#### The request
Print every one of the lines below as a numbered list, leaving out the blank lines.

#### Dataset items
◇ ◇ ◇ ◇ ◇ ◇ ◇

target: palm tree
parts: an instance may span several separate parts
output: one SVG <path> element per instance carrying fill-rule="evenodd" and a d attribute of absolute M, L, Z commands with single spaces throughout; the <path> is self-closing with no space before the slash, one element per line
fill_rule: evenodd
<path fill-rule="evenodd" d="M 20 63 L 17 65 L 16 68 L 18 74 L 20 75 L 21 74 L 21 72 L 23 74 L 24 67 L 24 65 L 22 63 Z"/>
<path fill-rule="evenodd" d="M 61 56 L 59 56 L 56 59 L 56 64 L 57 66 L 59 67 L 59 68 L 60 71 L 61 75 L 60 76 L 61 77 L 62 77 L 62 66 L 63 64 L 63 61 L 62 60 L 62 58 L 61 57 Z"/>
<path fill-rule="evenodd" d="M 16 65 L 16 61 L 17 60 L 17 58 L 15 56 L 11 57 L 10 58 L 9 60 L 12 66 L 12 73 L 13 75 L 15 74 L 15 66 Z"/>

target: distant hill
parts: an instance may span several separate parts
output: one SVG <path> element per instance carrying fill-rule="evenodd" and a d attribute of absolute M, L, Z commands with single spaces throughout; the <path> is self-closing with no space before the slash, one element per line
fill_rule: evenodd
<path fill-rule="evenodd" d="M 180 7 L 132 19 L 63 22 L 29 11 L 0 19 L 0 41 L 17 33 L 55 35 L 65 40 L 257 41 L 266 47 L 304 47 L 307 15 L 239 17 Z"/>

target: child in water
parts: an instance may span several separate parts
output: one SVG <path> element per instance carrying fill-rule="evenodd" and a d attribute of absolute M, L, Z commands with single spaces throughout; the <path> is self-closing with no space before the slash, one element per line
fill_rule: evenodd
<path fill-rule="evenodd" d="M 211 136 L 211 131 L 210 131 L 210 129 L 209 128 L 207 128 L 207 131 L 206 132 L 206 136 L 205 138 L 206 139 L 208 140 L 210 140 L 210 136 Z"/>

◇ ◇ ◇ ◇ ◇ ◇ ◇

#### Finished answer
1. target: palm tree
2. parts: an instance may span several separate parts
3. output: one SVG <path> element per instance carrying fill-rule="evenodd" and a d attribute of absolute M, L, Z commands with single spaces throughout; the <path> is self-closing with no space before the slash, one element per line
4. fill_rule: evenodd
5. <path fill-rule="evenodd" d="M 20 63 L 17 65 L 16 68 L 18 74 L 20 75 L 21 74 L 21 72 L 23 74 L 24 67 L 24 65 L 22 63 Z"/>
6. <path fill-rule="evenodd" d="M 61 56 L 59 56 L 56 59 L 56 64 L 57 66 L 59 67 L 59 68 L 60 71 L 61 75 L 60 76 L 61 77 L 62 77 L 62 66 L 63 64 L 63 61 L 62 60 L 62 58 L 61 57 Z"/>
7. <path fill-rule="evenodd" d="M 16 65 L 16 61 L 17 60 L 17 58 L 15 56 L 11 57 L 10 58 L 9 60 L 12 66 L 12 73 L 13 75 L 15 74 L 15 66 Z"/>
8. target: distant hill
9. parts: an instance may span several separate parts
10. output: one SVG <path> element per instance carrying fill-rule="evenodd" and a d attribute of absolute M, L, Z commands with single spaces throughout; the <path> is self-closing with no space before the slash, one element per line
11. fill_rule: evenodd
12. <path fill-rule="evenodd" d="M 180 7 L 132 19 L 63 22 L 29 11 L 0 19 L 0 41 L 17 33 L 55 35 L 65 40 L 257 41 L 266 47 L 304 47 L 307 15 L 239 17 Z"/>
13. target: child in water
14. parts: an instance may span several separate parts
15. output: one SVG <path> element per instance carrying fill-rule="evenodd" and a d attribute of absolute M, L, Z commands with single spaces throughout; the <path> is self-closing with no space before the slash, one element per line
16. fill_rule: evenodd
17. <path fill-rule="evenodd" d="M 211 136 L 211 131 L 210 131 L 210 129 L 209 128 L 207 128 L 207 131 L 206 132 L 206 136 L 205 138 L 206 139 L 208 140 L 210 140 L 210 136 Z"/>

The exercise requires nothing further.